[Records drawn from a dataset]
= = =

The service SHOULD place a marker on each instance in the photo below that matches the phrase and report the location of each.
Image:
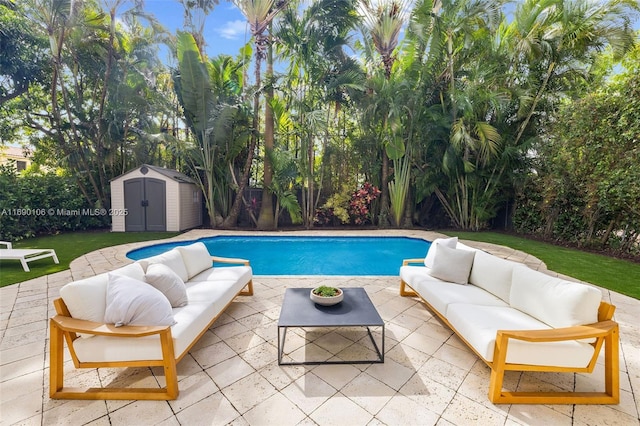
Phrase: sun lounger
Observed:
(26, 255)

= = =

Instructions to follow - Copy out the entries verbatim, but skip every picture.

Result of the exercise -
The service SHOULD place a marker on each instance in the photo below that matches the phrase and report the location of each.
Image:
Phrase: sun lounger
Observed:
(26, 255)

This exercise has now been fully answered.